* _Série de tâches_:
• 1. Dans l'hommage à Claus-Dieter Rath, à qui est comparée sa stature imposante ?
• 2. Recopiez l'hommage à Claus-Dieter Rath en commençant par « La légèreté qui » et en poursuivant jusqu'à « italienne selon l’interlocuteur. ».

* _Extrait du texte_:
Claus-Dieter Rath, par Luigi Burzotta, président d'honneur de la F.E.P.

Claus-Dieter Rath habitait avec nous ce discours psychanalytique qui fonde un « lien social nettoyé d’aucune nécessité de groupe » ; il était à l’aise dans cette dimension (dit-mension) que nous nous efforçons de garder épurée de cette «obscénité » de «la vie de groupe », que Jacques Lacan « essayait de proscrire de son Ecole ».

La légèreté qui résulte de cette proscription a donné toute son ampleur aux échanges fréquents et réguliers que j’ai eus avec cet ami et confrère psychanalyste, qui constituait pour moi une pierre angulaire de cet habitat. 

Sa stature imposante, comparable à celle mythique des héros homériques, était sublimée dans la simplicité cordiale et disponible de son dire, qui, étant allemand d’origine, prenait facilement l’accent de la langue française ou italienne selon l’interlocuteur.

* _Matériel fourni_:
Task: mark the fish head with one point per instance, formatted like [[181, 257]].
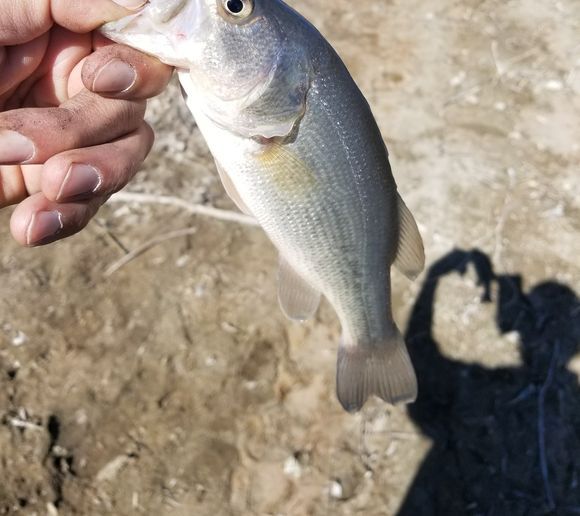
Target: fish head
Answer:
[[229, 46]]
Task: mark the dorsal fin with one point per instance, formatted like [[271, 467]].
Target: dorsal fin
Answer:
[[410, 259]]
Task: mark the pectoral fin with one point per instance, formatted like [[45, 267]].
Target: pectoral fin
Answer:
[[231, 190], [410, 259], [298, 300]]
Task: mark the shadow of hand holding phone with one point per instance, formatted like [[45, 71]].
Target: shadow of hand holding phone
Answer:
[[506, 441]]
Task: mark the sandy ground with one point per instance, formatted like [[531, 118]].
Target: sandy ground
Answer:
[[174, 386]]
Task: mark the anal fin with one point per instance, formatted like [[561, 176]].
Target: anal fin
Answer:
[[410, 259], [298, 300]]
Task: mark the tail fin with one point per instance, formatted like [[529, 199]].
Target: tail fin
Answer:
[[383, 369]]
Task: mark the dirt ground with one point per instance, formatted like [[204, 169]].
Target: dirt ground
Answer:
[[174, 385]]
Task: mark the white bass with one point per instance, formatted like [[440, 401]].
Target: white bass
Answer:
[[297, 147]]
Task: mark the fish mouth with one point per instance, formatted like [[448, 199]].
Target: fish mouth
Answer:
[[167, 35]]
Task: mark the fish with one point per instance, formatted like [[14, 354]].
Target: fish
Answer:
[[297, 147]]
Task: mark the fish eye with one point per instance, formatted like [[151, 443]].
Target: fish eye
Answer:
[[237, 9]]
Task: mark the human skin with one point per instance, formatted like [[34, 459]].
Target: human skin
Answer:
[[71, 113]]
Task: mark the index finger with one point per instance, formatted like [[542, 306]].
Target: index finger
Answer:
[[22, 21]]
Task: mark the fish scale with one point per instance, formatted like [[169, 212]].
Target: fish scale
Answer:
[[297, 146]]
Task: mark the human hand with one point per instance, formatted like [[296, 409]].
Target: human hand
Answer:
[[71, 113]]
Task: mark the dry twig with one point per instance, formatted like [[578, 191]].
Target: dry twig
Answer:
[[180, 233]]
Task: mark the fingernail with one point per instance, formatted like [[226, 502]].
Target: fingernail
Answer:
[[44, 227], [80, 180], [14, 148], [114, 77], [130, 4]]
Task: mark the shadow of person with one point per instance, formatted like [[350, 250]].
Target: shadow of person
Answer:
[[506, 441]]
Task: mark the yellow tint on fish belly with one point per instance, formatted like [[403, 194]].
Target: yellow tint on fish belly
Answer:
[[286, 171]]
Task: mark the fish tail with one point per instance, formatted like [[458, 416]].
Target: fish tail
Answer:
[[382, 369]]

...

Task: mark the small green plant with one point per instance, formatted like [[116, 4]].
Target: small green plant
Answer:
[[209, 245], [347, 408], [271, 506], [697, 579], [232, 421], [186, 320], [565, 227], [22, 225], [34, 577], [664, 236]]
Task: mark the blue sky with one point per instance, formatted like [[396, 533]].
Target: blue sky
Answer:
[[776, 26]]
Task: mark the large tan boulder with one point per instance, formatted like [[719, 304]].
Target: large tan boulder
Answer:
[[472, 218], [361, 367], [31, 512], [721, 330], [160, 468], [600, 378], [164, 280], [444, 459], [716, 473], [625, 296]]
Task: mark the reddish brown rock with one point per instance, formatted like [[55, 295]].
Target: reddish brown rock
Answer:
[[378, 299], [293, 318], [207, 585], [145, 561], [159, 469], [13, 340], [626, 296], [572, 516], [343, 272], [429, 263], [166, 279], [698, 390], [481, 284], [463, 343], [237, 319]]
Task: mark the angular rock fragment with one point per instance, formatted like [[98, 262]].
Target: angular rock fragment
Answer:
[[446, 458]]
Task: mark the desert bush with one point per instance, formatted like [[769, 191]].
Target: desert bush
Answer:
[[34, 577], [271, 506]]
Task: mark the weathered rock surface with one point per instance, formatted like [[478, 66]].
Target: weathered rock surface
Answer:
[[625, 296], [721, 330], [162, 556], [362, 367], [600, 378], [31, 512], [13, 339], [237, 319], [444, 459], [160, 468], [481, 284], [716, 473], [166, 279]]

---

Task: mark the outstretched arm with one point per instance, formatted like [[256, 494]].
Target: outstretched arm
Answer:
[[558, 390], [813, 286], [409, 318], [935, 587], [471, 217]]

* _Solutions par tâche_:
• 1. À celle, mythique, des héros homériques.

• 2.
La légèreté qui résulte de cette proscription a donné toute son ampleur aux échanges fréquents et réguliers que j’ai eus avec cet ami et confrère psychanalyste, qui constituait pour moi une pierre angulaire de cet habitat. 

Sa stature imposante, comparable à celle mythique des héros homériques, était sublimée dans la simplicité cordiale et disponible de son dire, qui, étant allemand d’origine, prenait facilement l’accent de la langue française ou italienne selon l’interlocuteur.